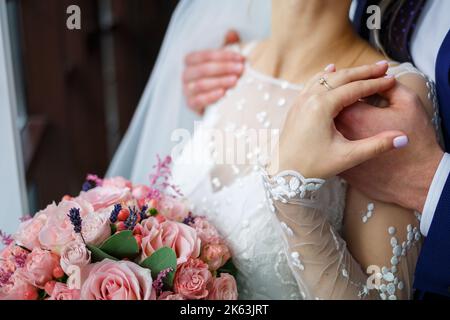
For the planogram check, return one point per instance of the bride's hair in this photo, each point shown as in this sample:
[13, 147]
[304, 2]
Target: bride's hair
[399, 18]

* * *

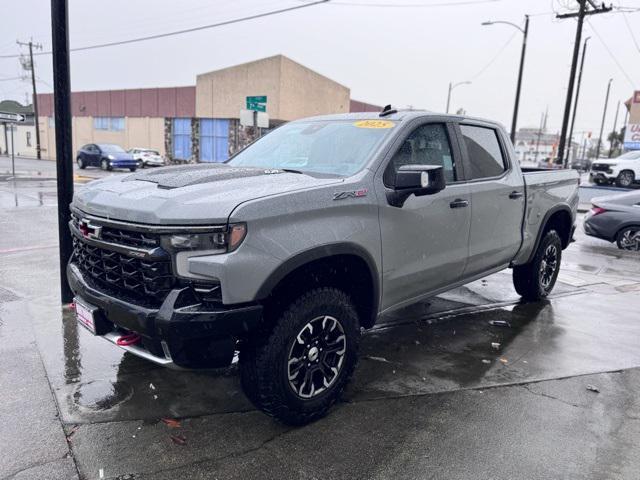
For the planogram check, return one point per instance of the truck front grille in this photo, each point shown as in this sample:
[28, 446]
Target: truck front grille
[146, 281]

PROBLEM DETAILS | Say how many lines above contain the string "instance", writing only the number.

RESPONSE TO THE TASK | 2